Your objective:
Answer these questions using the interview on leadership and education below.
(a) What does the member's "no logo, no ego" approach mean they don't care about?
(b) From which regions do GSF's virtual staff dial in?
(c) What is the second of the three wishes for the education sector?

Text for analysis:

As we move into higher-touch programs like the Labs, we are beholden to funders to deliver agreed outputs and outcomes, which are typically agreed through a two-way conversation and dialogue. Some funders are comfortable that we're not on the ground delivering programmes directly, and recognize the value of cultivating community and cohorts that learn together, Others don't understand intermediaries and networks, and may prefer working directly with implementing organizations.

How would you describe your leadership style and whether being a woman has influenced it? As a young woman entering this space, I would have loved mentoring support that was sometimes missing.

One thing I've always held as a core personal value is that everything is relational and about people. Regardless of position, role, or seniority level, from my first job through to today, I believe connection, respect, and humility are fundamental to everything.

I'm very also collaborative, I like working in collaboration with others. Sometimes that means things take longer, but partnership and collaboration are key to my leadership style. I enjoy working closely with people toward shared goals, having fun, and building culture through kindness, humility, and respect.

Another piece of my leadership style is ensuring a focus on organizational culture. Though everyone is virtual at GSF, dialing in from various countries across Asia, Africa and the UK, which makes culture-building more challenging, we try nurturing a culture centered on our values of collaboration, intentional inclusivity, continual learning and transparency. Alongside that, we balance that with fun, with making sure everyone feels listened to, psychologically safe and valued.

One of our members who has achieved very meaningful scale in partnership with government said something that stuck with me: He said they take a "no logo, no ego" approach, meaning they don't care about putting their name on any documents, branding or textbooks. For them, it's about the actual mission. For me, that same level of humility and mission-orientation is how I think about GSF’s role in the sector.

Finally, the value of mentorship. Quite a few young professionals or individuals considering a switch in their career to social impact, and coincidentally mostly women, reach out to me for advice on navigating the development and international education sectors. I'll always have those conversations, because it was so instrumental in my own career. Even a half-hour conversation where someone can share their questions, challenges or aspirations can be helpful. It’s not that I always have the wisest words, but rather I believe in holding the space to listen, sharing experiences and providing any advice or connections where helpful.

Any final thoughts or wishes for the broader education field for the next decades?

Given the uncertain and challenging times we are in, I have three wishes for the education sector:

First, ensuring that children are safe and able to access quality education. We as a community and sector need to sing from a shared song sheet and to continue beat the drum about the importance of investing in education's value, and not getting caught up in FLN (foundational literacy and numeracy) versus SEL (social and emotional learning) versus ECD (early childhood development) but thinking about the sector holistically and ensuring we prioritize the vital need for all children to access quality education.

We are seeing increasing conflict and displacement, so making sure that even where families are displaced and facing conflict, children are safe, protected, and able to access learning opportunities. I hope we can ensure that remains a priority.

Second, thinking about AI and tech's power and leveraging it meaningfully, but in ways that don't exacerbate existing system inequities. We need to design products from the outset ensuring no one gets left behind, because there's already so much inequity. Using tech as a force for good to narrow existing gaps is key.

Third, really leveraging networks because now more than ever, we need better coordination, collaboration, and partnership. Organizations like ours are well-placed to facilitate coalitions and coordination so people aren't replicating ideas but working together more meaningfully, not in isolated silos but building solutions together.

Thanks for those three very powerful wishes, which I actually share. I appreciate your time dear Aashti!

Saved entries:
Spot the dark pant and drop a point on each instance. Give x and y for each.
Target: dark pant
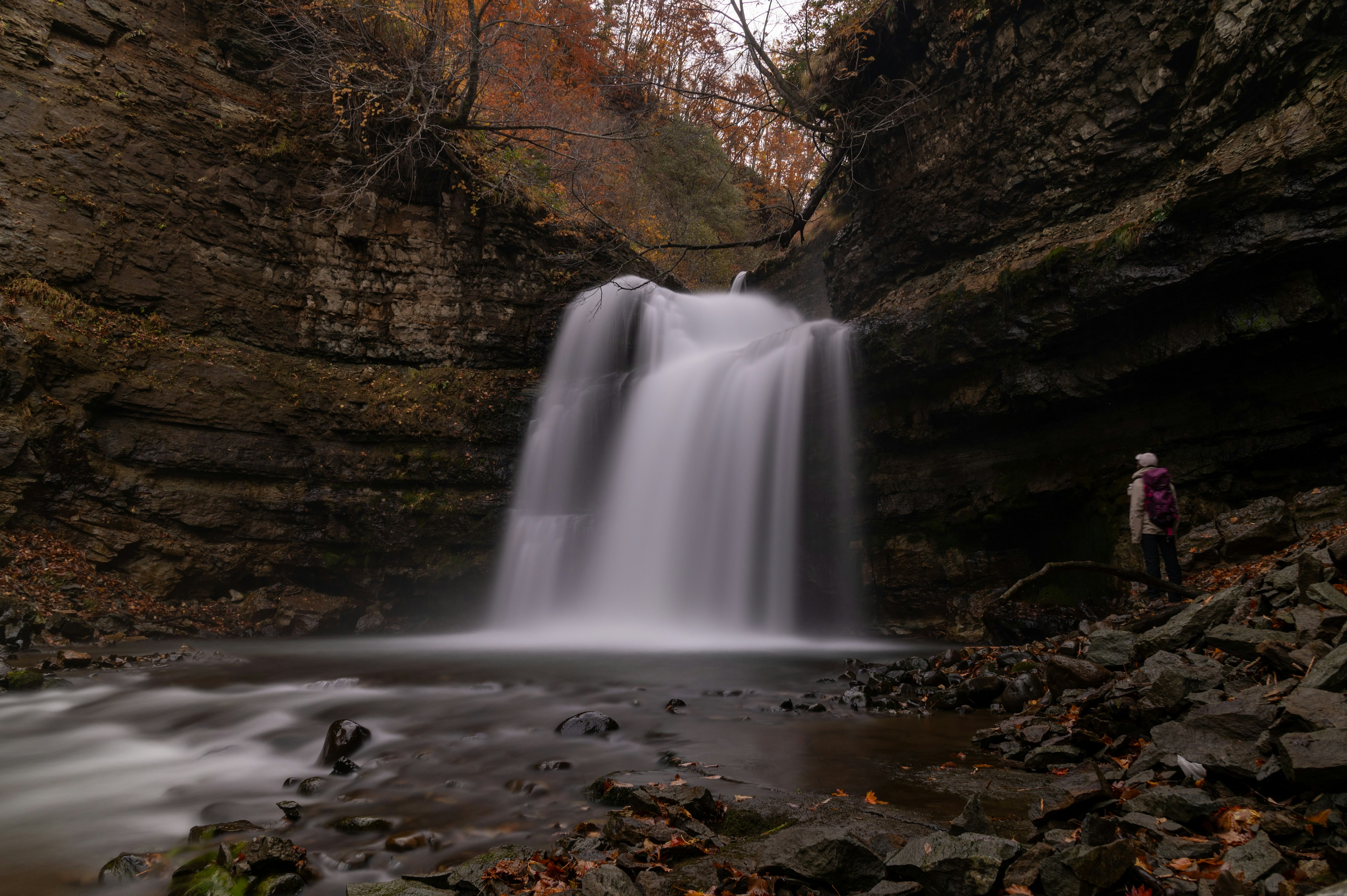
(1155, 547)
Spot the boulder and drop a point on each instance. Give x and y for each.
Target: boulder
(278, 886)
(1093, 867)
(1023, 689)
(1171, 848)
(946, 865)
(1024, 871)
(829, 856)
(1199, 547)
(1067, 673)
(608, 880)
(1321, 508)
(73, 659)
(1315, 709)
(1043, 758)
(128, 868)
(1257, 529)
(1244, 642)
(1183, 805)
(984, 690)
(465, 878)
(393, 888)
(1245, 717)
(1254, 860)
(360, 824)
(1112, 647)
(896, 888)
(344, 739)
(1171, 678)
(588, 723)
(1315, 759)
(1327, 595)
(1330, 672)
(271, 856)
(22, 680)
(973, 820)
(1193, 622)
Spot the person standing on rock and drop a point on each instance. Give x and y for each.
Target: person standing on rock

==

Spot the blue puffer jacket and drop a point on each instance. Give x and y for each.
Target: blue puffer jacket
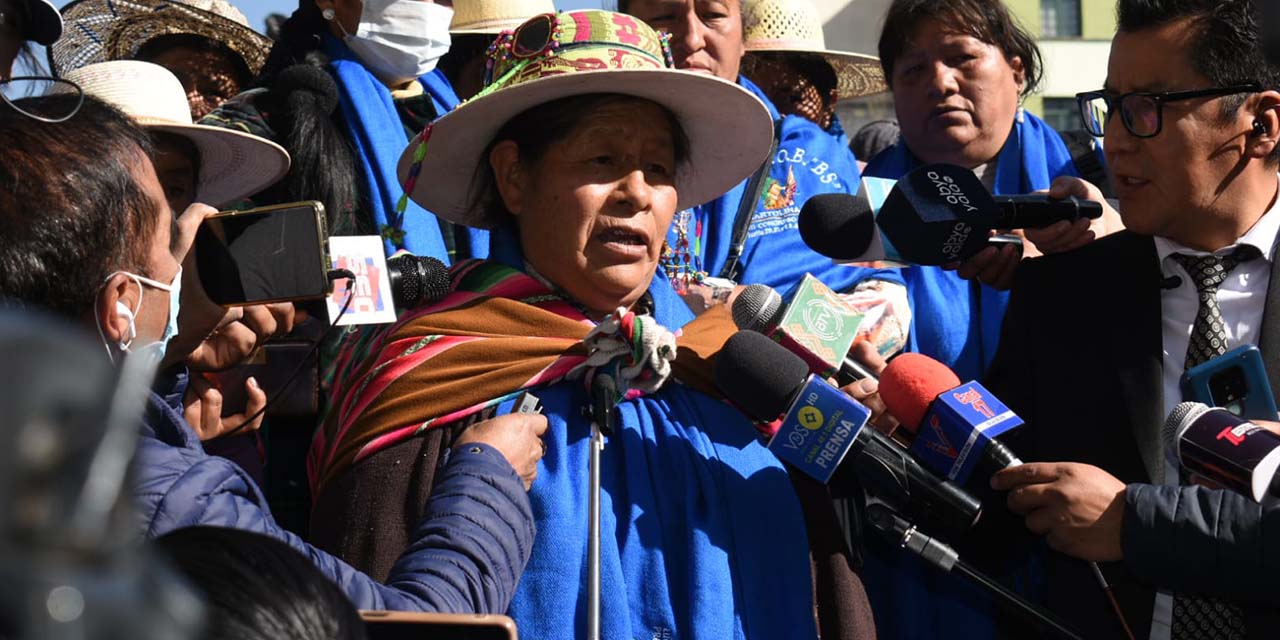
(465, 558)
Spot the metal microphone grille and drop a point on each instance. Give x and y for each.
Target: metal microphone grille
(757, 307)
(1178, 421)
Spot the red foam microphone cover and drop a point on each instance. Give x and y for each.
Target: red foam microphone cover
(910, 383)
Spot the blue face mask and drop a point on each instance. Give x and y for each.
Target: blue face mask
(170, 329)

* * *

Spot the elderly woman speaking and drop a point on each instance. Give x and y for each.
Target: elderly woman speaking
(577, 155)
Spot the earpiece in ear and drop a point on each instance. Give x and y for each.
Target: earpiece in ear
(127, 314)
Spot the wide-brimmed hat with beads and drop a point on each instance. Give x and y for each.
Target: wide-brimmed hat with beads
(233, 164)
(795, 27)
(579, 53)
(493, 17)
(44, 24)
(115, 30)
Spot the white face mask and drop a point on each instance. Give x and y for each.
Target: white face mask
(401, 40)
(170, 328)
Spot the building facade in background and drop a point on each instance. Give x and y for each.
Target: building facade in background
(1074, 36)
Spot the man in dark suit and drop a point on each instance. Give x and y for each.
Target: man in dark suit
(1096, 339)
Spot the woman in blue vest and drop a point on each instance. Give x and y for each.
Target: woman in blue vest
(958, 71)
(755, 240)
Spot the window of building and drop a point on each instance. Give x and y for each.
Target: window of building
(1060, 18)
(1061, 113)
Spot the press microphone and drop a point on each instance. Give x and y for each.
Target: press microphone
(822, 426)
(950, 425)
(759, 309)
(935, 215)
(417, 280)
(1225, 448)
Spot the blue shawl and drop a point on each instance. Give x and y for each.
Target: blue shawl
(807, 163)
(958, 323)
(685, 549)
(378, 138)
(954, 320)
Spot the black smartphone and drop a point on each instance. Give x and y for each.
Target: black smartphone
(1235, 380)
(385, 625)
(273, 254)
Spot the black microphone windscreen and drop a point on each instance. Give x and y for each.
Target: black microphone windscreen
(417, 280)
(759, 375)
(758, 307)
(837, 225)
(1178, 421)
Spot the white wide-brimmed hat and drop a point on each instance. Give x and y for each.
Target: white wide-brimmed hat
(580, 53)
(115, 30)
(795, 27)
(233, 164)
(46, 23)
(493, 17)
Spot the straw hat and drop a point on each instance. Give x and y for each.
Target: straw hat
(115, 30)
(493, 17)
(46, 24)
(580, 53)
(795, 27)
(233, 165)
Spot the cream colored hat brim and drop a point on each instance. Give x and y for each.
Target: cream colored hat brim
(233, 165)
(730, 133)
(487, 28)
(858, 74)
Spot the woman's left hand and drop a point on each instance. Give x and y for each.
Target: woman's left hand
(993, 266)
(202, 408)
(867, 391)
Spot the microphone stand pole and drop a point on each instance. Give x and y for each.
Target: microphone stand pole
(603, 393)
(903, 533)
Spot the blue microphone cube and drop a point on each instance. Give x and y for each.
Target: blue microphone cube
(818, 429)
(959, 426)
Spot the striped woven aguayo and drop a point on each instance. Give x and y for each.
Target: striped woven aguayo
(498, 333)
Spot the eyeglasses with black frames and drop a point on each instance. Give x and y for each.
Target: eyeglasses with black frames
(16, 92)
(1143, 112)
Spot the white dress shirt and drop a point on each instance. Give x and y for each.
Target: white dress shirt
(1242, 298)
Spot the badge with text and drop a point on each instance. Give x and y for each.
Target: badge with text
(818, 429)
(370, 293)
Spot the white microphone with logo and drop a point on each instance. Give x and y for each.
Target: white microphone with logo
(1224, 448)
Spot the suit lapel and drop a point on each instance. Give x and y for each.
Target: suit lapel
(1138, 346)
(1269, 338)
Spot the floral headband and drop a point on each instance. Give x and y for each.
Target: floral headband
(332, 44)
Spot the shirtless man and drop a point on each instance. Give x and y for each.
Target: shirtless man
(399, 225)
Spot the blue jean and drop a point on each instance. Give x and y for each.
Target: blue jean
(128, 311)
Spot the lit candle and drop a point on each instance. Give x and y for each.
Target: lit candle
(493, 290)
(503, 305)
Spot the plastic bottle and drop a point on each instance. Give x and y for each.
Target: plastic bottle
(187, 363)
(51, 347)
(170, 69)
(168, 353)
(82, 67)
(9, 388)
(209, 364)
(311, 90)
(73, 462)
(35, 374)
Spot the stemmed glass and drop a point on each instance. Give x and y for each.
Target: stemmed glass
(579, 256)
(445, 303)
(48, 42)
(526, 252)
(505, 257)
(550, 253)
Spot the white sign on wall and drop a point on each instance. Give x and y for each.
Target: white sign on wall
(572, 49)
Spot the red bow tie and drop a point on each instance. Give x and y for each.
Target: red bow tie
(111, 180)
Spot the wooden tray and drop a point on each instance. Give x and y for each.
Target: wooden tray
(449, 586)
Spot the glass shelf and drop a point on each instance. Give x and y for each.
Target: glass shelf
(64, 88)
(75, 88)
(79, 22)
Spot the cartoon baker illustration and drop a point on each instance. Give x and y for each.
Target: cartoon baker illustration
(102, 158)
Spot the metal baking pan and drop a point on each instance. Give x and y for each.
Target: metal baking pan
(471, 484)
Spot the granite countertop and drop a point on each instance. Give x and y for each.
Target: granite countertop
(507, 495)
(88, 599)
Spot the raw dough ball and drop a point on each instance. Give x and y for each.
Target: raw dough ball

Response below:
(a) Putting their name on any documents, branding or textbooks.
(b) Various countries across Asia, Africa and the UK.
(c) Thinking about the power of AI and tech and using it meaningfully without making existing system inequities worse.